Answer these questions using the passage on the tensor network feature learning model below.
(a) Across how many restarts are the means and standard deviations in Figure 1 calculated?
(b) For which dataset is the FL model's prediction error significantly lower than that of CV?
(c) How are optimal feature hyperparameters typically identified?

----- Passage

Tensor Network Based Feature Learning Model

Figure 1: Plots of the training time (first row) and test MSE (second row) of FL and CV models (🟠 orange and 🔵 blue curves respectively) as a function of the number of features P for different real-life datasets (column-wise). Solid lines represent mean metric calculations and shaded regions depict +- 1 standard deviation around the mean across 10 restarts. The proposed FL model requires consistently less time to train compared to the conventional cross-validation. Likewise, the prediction error of the FL model is either similar to CV (shaded regions intersect) or significantly lower (Yacht data), demonstrating the superiority of the FL model.

Project Description

Many approximations were suggested to circumvent the cubic complexity of kernel-based algorithms, allowing their application to large-scale datasets. One strategy is to consider the primal formulation of the learning problem by mapping the data to a higher-dimensional space using tensor-product structured polynomial and Fourier features. The curse of dimensionality due to these tensor-product features was effectively solved by a tensor network reparameterization of the model parameters. However, another important aspect of model training — identifying optimal feature hyperparameters — has not been addressed and is typically handled using the standard cross-validation approach.

----------
----- Information given

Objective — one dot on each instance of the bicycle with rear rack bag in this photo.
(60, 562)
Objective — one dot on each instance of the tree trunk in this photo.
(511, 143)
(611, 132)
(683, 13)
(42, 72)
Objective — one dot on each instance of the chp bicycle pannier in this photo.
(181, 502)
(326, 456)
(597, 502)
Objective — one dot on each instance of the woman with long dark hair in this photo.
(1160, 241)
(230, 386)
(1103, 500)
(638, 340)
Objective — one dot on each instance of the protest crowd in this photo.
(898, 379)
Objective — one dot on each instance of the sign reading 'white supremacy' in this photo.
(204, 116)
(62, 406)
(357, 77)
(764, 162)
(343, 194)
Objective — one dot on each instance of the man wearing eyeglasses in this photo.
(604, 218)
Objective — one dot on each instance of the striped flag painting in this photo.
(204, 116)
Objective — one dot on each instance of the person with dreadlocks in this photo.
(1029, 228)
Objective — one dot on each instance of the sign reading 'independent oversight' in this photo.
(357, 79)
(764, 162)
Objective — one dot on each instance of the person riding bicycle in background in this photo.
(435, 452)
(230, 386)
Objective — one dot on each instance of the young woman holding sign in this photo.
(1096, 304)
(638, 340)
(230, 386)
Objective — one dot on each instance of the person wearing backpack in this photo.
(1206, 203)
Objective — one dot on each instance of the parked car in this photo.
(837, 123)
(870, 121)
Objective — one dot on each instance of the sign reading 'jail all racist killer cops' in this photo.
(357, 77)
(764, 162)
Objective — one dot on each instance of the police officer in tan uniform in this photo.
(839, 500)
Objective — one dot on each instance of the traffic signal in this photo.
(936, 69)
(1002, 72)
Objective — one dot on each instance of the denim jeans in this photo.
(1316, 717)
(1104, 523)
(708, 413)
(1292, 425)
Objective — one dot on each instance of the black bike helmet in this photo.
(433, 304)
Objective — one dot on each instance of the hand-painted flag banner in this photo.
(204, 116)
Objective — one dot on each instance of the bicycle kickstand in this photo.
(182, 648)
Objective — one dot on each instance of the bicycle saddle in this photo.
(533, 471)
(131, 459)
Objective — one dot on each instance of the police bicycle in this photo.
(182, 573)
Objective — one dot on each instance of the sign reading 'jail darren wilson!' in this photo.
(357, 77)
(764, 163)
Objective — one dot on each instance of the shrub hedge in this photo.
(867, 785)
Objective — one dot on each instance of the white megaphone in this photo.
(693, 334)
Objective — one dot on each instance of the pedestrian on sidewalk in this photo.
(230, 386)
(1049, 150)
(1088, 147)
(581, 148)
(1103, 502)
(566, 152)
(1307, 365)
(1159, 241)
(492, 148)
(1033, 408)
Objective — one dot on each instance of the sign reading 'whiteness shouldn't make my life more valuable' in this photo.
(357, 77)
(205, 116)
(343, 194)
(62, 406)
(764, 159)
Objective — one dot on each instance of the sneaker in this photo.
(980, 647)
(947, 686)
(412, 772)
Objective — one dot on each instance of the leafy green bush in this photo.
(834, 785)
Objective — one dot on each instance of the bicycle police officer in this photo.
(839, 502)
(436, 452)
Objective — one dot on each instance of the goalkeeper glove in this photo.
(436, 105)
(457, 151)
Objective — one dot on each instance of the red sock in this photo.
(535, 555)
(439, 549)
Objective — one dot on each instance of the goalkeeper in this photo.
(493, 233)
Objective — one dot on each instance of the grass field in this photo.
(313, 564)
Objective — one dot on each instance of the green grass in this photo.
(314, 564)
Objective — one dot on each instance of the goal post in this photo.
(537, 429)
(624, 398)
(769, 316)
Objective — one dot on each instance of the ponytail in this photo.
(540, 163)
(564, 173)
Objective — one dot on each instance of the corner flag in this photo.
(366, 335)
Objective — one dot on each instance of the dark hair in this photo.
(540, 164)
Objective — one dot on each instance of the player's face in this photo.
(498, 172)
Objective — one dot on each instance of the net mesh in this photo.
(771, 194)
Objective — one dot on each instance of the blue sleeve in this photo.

----------

◆ Result
(a) 10 restarts
(b) The Yacht data
(c) With the standard cross-validation approach